──────── Supplied material ────────

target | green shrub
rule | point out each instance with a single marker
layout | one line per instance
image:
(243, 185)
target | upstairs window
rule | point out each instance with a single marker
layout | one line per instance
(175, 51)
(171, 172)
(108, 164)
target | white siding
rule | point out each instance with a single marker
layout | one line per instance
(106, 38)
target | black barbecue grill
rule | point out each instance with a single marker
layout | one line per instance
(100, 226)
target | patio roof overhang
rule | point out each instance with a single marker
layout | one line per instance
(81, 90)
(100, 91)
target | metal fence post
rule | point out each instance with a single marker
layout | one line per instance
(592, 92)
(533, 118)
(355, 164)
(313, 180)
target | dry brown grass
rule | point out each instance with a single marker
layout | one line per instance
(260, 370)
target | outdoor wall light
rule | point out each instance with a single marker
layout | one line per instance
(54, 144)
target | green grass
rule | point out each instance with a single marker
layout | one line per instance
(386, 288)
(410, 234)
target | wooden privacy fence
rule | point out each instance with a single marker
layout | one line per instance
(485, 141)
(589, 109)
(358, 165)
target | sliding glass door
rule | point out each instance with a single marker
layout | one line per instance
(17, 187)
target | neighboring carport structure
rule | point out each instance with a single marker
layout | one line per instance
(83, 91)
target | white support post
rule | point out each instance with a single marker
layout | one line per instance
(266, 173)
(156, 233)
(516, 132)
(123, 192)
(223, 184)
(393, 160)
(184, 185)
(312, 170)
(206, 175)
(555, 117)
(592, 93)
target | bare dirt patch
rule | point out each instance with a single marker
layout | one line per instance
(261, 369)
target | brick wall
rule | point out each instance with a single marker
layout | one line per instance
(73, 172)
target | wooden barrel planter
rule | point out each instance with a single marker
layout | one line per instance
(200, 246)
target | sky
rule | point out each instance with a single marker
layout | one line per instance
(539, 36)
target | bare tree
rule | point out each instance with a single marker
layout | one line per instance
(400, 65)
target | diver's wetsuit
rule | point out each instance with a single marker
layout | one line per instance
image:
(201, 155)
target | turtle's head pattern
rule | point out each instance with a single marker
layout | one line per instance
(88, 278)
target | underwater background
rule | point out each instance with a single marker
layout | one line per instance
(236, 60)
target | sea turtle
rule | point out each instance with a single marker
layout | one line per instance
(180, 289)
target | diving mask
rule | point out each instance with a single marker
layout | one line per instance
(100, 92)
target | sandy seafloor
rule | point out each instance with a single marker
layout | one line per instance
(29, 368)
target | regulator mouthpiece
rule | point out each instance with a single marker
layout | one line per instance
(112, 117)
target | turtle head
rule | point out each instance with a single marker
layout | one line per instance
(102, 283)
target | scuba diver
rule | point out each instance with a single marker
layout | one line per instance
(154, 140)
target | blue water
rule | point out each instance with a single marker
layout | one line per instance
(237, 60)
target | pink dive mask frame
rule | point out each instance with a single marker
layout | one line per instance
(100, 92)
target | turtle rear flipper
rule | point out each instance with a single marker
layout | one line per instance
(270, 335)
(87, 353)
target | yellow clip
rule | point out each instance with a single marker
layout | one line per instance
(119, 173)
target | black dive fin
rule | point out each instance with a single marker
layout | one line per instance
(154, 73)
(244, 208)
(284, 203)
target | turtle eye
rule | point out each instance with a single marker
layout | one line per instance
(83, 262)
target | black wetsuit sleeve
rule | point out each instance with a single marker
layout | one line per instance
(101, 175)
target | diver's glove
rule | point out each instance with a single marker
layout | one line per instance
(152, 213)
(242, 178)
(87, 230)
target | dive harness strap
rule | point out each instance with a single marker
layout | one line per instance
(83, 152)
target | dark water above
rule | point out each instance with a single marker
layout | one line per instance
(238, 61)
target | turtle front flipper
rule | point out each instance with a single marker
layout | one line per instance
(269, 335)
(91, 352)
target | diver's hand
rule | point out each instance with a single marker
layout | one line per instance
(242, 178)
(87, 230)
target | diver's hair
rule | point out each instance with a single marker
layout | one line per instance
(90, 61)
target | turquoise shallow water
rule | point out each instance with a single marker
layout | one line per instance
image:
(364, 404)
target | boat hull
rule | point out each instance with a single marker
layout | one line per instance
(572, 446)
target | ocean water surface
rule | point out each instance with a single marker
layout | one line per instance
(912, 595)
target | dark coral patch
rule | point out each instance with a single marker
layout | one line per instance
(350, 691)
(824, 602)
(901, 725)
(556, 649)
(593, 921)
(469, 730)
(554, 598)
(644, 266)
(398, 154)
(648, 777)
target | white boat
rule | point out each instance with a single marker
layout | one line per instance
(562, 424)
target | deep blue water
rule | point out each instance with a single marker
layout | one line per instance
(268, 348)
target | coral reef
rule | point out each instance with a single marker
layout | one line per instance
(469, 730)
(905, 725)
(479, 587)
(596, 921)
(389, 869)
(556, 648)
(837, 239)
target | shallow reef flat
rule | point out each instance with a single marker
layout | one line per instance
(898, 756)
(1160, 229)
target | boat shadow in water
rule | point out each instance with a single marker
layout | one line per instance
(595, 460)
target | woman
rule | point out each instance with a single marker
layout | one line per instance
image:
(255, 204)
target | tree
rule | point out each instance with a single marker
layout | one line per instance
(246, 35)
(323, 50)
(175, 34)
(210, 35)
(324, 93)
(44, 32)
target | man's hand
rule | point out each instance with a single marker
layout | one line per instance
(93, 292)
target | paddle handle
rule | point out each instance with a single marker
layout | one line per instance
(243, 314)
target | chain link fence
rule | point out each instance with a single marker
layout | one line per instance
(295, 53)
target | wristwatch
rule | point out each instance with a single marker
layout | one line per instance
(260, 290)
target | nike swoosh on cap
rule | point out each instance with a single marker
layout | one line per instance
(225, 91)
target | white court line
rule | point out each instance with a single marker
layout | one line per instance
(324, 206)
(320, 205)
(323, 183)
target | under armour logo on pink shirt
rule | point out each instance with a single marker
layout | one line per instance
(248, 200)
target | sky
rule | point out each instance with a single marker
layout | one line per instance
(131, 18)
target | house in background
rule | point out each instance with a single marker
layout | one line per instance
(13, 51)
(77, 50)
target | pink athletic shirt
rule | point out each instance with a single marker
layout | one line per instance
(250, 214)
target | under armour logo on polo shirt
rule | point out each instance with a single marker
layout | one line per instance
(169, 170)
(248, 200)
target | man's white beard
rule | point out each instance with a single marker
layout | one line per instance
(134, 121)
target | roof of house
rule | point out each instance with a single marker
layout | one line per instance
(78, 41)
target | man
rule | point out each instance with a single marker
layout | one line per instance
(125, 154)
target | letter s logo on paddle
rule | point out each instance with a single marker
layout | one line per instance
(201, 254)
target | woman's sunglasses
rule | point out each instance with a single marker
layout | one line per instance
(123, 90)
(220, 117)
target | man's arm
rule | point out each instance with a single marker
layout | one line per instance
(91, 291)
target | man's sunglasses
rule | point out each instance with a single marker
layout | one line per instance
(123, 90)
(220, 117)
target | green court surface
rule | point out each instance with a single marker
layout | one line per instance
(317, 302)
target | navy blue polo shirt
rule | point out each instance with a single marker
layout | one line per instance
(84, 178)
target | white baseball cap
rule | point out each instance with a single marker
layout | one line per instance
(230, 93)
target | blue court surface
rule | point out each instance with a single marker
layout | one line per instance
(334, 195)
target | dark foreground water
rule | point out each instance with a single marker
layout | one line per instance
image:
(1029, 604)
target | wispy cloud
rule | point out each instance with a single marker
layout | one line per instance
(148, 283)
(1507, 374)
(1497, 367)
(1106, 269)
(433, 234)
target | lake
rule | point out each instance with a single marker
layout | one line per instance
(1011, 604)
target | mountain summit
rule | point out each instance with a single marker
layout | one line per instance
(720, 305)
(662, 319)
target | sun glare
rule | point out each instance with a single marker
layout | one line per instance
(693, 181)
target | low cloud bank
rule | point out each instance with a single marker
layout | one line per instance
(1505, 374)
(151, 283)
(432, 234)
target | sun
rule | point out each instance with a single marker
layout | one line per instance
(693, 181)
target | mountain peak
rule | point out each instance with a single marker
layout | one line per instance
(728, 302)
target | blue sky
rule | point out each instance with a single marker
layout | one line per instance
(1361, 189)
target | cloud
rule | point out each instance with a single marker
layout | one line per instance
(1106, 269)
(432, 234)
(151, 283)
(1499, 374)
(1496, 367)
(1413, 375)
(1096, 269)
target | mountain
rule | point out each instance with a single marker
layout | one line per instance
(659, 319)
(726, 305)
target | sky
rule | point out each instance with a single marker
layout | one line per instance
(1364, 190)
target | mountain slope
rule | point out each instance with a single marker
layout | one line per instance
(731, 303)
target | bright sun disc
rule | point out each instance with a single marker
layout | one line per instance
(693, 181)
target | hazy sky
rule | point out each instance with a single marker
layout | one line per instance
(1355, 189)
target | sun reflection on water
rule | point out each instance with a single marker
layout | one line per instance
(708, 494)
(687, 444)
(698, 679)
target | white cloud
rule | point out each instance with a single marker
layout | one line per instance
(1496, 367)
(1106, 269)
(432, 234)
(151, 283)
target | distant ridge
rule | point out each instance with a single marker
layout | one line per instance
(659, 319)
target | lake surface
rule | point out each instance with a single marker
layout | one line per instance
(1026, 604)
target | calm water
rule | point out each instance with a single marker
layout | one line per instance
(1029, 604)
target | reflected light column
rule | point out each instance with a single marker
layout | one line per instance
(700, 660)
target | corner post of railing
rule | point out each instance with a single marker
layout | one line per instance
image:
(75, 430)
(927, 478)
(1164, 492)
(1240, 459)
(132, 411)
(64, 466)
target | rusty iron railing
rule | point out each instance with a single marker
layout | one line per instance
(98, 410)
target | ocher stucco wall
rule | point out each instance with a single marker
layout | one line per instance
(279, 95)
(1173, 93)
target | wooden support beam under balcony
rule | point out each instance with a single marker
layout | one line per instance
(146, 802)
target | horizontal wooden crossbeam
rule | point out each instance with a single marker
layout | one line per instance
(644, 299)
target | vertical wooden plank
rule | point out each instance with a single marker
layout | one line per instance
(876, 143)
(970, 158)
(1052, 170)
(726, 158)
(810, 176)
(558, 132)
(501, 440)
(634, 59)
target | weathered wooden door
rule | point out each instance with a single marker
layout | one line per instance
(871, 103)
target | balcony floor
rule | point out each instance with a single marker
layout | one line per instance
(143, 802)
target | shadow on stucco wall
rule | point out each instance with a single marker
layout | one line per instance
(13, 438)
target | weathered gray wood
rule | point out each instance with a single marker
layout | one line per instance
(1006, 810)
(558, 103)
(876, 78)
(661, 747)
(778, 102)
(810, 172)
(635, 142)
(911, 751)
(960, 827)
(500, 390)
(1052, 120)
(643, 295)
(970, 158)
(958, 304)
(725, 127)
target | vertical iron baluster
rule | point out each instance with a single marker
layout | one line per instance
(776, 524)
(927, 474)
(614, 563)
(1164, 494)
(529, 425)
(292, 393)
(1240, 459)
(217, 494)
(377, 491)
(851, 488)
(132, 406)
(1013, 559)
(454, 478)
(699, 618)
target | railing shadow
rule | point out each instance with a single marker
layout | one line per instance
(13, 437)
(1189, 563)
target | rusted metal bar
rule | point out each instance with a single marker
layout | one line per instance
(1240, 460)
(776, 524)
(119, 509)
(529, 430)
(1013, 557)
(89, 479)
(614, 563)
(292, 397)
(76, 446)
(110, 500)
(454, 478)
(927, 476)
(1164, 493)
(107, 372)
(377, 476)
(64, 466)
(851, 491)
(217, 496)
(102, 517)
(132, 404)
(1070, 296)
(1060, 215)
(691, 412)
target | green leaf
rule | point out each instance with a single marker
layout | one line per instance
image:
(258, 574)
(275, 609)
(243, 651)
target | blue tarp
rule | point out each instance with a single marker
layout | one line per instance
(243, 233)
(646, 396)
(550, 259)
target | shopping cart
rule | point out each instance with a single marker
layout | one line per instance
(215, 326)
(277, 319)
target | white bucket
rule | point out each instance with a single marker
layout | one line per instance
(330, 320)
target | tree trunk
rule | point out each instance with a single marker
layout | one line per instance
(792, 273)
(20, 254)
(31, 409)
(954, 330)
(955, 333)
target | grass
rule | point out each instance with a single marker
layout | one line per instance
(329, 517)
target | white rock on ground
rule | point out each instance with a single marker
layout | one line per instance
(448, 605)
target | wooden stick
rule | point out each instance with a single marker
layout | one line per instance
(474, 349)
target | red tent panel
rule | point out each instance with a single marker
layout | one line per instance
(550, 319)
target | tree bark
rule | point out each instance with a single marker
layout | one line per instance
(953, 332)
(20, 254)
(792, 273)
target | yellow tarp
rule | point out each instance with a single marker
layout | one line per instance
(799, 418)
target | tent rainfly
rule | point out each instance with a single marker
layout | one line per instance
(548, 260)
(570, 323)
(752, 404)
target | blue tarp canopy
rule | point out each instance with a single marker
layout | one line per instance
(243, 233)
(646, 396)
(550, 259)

────────

• _To do_: Scale the items starting at the line containing "target | mountain peak" and ending at the line containing "(1096, 269)", both included, by rewriting every line in that span, requests too. Multiply each point coordinate by 0.25 and round to whole numbers with halves going up, leaving the requests unchanged.

• _Full answer_:
target | mountain peak
rule | point out each instance with a single marker
layout | one line per instance
(182, 76)
target | blue sky
rule | point out each instance with a single marker
layout | one line per instance
(340, 47)
target | cloud
rule | point out each instance with a single marker
layout | one line per instance
(277, 67)
(108, 59)
(38, 71)
(375, 94)
(374, 92)
(353, 94)
(274, 67)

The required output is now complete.